Point-based annotation data

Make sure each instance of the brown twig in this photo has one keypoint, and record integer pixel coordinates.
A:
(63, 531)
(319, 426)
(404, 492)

EXERCISE TASK — Please present every line of the items above as a JSON list of strings, one string per line, with blank lines omitted.

RESPONSE TO THE TASK —
[
  "Make sure each instance of the brown twig in this photo has one keypoint, and record integer pixel coordinates.",
  "A:",
  "(63, 531)",
  "(319, 426)",
  "(404, 492)"
]